=== Materials provided ===
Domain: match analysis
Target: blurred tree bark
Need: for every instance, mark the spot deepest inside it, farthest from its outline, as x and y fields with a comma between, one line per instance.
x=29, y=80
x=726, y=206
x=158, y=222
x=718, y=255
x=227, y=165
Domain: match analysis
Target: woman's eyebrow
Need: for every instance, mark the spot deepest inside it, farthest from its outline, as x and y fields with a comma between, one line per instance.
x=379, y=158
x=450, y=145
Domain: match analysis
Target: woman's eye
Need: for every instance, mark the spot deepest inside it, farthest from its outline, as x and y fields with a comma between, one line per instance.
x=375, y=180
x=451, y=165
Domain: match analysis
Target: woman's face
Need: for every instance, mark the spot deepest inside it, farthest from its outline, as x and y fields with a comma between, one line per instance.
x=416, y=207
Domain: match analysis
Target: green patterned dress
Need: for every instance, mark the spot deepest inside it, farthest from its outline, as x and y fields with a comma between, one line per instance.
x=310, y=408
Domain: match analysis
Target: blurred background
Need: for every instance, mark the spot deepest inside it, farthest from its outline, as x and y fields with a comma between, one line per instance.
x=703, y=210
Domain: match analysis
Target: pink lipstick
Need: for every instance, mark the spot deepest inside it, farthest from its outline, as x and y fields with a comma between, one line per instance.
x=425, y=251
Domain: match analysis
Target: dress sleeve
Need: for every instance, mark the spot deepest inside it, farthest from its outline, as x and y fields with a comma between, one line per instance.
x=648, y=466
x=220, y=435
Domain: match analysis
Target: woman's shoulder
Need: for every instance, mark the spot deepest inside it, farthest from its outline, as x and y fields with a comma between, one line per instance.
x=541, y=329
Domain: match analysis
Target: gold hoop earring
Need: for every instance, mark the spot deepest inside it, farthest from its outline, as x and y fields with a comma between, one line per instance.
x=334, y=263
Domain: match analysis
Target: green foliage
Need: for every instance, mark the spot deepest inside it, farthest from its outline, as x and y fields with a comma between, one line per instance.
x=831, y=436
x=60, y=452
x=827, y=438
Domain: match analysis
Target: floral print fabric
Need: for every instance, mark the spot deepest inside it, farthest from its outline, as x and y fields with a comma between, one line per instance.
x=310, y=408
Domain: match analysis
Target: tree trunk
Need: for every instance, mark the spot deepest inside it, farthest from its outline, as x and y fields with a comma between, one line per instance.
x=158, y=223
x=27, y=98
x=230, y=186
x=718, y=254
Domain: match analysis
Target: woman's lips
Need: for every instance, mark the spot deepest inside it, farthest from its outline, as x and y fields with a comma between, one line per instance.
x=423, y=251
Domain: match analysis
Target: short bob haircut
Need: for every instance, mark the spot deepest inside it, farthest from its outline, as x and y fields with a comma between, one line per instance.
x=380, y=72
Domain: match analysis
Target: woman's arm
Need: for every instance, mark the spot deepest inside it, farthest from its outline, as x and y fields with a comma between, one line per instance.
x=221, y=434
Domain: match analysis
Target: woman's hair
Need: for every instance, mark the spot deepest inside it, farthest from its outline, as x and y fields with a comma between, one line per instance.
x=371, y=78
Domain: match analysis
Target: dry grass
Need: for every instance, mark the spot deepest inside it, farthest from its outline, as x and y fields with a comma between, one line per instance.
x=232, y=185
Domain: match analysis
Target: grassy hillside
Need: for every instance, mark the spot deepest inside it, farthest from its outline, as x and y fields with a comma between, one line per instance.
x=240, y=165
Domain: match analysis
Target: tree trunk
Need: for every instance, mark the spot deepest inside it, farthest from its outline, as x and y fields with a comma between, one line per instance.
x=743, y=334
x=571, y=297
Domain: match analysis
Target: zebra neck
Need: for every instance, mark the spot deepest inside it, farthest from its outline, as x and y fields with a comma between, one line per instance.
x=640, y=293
===
> Directions
For each line in the records that holds "blurred", show that line as it stands.

> Task answer
Target: blurred tree bark
Target: blurred background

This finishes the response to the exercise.